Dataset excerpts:
[Start of section]

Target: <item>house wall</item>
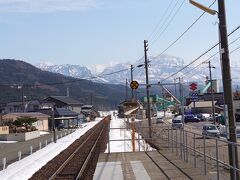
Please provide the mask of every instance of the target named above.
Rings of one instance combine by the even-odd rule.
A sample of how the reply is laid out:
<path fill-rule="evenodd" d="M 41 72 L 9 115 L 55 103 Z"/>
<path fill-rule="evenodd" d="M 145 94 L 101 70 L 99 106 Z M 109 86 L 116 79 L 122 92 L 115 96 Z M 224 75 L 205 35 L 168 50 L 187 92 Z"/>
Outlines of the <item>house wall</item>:
<path fill-rule="evenodd" d="M 0 134 L 9 134 L 8 126 L 0 126 Z"/>
<path fill-rule="evenodd" d="M 24 114 L 23 116 L 28 116 L 28 114 Z M 6 120 L 13 120 L 15 121 L 18 117 L 15 114 L 6 114 L 4 118 Z M 39 131 L 48 131 L 48 117 L 46 116 L 36 116 L 35 118 L 38 119 L 37 122 L 33 123 L 33 126 L 35 126 Z"/>

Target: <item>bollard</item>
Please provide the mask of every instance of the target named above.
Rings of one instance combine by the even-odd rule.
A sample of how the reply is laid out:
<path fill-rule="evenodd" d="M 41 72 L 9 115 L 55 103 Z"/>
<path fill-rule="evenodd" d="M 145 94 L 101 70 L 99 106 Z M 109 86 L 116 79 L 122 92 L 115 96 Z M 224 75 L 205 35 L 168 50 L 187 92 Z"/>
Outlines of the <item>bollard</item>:
<path fill-rule="evenodd" d="M 42 149 L 42 143 L 39 143 L 39 150 Z"/>
<path fill-rule="evenodd" d="M 57 135 L 57 140 L 58 140 L 58 135 Z"/>
<path fill-rule="evenodd" d="M 61 138 L 62 138 L 62 133 L 61 133 Z"/>
<path fill-rule="evenodd" d="M 6 158 L 2 158 L 3 169 L 6 169 L 6 163 L 7 163 Z"/>
<path fill-rule="evenodd" d="M 20 161 L 22 158 L 22 152 L 21 151 L 18 151 L 18 160 Z"/>
<path fill-rule="evenodd" d="M 51 141 L 53 142 L 53 138 L 51 138 Z"/>
<path fill-rule="evenodd" d="M 33 153 L 33 147 L 30 146 L 30 154 L 32 154 L 32 153 Z"/>
<path fill-rule="evenodd" d="M 64 132 L 64 134 L 65 134 L 65 136 L 67 135 L 67 133 L 66 133 L 66 132 Z"/>
<path fill-rule="evenodd" d="M 47 140 L 45 140 L 45 146 L 47 146 Z"/>

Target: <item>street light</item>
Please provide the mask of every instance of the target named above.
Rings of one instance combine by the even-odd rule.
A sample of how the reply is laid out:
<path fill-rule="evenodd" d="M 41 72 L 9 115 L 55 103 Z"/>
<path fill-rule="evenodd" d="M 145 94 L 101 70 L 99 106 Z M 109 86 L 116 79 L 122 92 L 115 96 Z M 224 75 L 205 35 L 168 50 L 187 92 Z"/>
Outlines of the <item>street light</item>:
<path fill-rule="evenodd" d="M 229 122 L 229 141 L 237 143 L 236 137 L 236 123 L 235 115 L 233 110 L 233 95 L 232 95 L 232 78 L 231 78 L 231 69 L 230 69 L 230 60 L 229 60 L 229 49 L 228 49 L 228 39 L 227 39 L 227 25 L 226 25 L 226 13 L 225 13 L 225 1 L 218 0 L 218 12 L 212 10 L 206 6 L 203 6 L 193 0 L 189 0 L 191 4 L 202 9 L 203 11 L 215 15 L 218 14 L 219 19 L 219 39 L 220 39 L 220 59 L 222 60 L 222 80 L 223 80 L 223 91 L 224 91 L 224 100 L 227 104 L 228 111 L 228 122 Z M 233 167 L 235 165 L 238 168 L 238 152 L 237 146 L 233 147 L 229 144 L 228 153 L 229 153 L 229 163 Z M 232 154 L 234 151 L 235 156 Z M 234 172 L 235 171 L 235 172 Z M 231 179 L 239 179 L 238 172 L 230 168 Z"/>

[End of section]

• _WORK REQUIRED_: A verbatim copy of the entries, stripped of pictures, should be produced.

• _OUTPUT_:
Target: <item>house wall</item>
Please provide the mask of every instance of the target named above.
Rings of one instance combine by the even-odd rule.
A sample of how the reply is laid out:
<path fill-rule="evenodd" d="M 41 72 L 9 115 L 55 103 Z"/>
<path fill-rule="evenodd" d="M 145 94 L 101 70 L 99 106 Z M 109 86 L 116 79 L 122 92 L 115 96 Z M 224 75 L 205 35 L 168 50 L 187 92 Z"/>
Outlines of the <item>house wall</item>:
<path fill-rule="evenodd" d="M 0 134 L 9 134 L 8 126 L 0 126 Z"/>
<path fill-rule="evenodd" d="M 24 114 L 23 116 L 28 116 L 28 114 Z M 6 120 L 13 120 L 15 121 L 18 117 L 15 114 L 6 114 L 4 118 Z M 39 131 L 48 131 L 48 117 L 46 116 L 36 116 L 35 118 L 38 119 L 37 122 L 33 123 L 33 126 L 35 126 Z"/>

Target: <item>bollard</item>
Please provide the mask of every instance of the target named above.
Rings of one instance combine by the even-odd rule.
A sample of how the reply is laid out:
<path fill-rule="evenodd" d="M 41 72 L 9 115 L 55 103 Z"/>
<path fill-rule="evenodd" d="M 145 94 L 101 70 L 99 106 Z M 109 86 L 116 79 L 122 92 L 115 96 Z M 224 75 L 205 35 L 168 50 L 187 92 Z"/>
Outlines of the <item>bollard</item>:
<path fill-rule="evenodd" d="M 42 149 L 42 143 L 39 143 L 39 150 Z"/>
<path fill-rule="evenodd" d="M 57 135 L 57 140 L 58 140 L 58 135 Z"/>
<path fill-rule="evenodd" d="M 61 138 L 62 138 L 62 133 L 61 133 Z"/>
<path fill-rule="evenodd" d="M 6 158 L 2 158 L 3 169 L 6 169 L 6 163 L 7 163 Z"/>
<path fill-rule="evenodd" d="M 20 161 L 22 158 L 22 152 L 21 151 L 18 151 L 18 160 Z"/>
<path fill-rule="evenodd" d="M 51 141 L 53 142 L 53 138 L 51 138 Z"/>
<path fill-rule="evenodd" d="M 33 153 L 33 147 L 30 146 L 30 154 L 32 154 L 32 153 Z"/>
<path fill-rule="evenodd" d="M 64 132 L 64 134 L 65 134 L 65 136 L 67 135 L 67 133 L 66 133 L 66 132 Z"/>
<path fill-rule="evenodd" d="M 47 140 L 45 140 L 45 146 L 47 146 Z"/>

Target: <item>street light</item>
Please provide the mask of every instance of the target named above.
Rings of one instance combine by the even-odd rule.
A sample of how the reply is laid out:
<path fill-rule="evenodd" d="M 41 72 L 9 115 L 55 103 Z"/>
<path fill-rule="evenodd" d="M 145 94 L 101 70 L 99 106 Z M 109 86 L 116 79 L 122 92 L 115 96 Z M 224 75 L 205 35 L 168 50 L 187 92 Z"/>
Outlines of the <item>street light</item>:
<path fill-rule="evenodd" d="M 229 122 L 229 141 L 237 143 L 236 137 L 236 123 L 235 115 L 233 110 L 233 95 L 232 95 L 232 78 L 231 78 L 231 69 L 230 69 L 230 60 L 229 60 L 229 49 L 228 49 L 228 39 L 227 39 L 227 25 L 226 25 L 226 13 L 225 13 L 225 1 L 218 0 L 218 12 L 212 10 L 206 6 L 203 6 L 193 0 L 189 0 L 191 4 L 202 9 L 203 11 L 215 15 L 218 14 L 219 19 L 219 39 L 220 39 L 220 59 L 222 60 L 222 80 L 223 80 L 223 91 L 224 91 L 224 100 L 227 104 L 228 111 L 228 122 Z M 233 167 L 235 165 L 238 168 L 238 152 L 237 146 L 233 147 L 229 144 L 228 153 L 229 153 L 229 163 Z M 232 154 L 234 151 L 235 156 Z M 234 172 L 235 171 L 235 172 Z M 231 179 L 239 179 L 238 172 L 230 168 Z"/>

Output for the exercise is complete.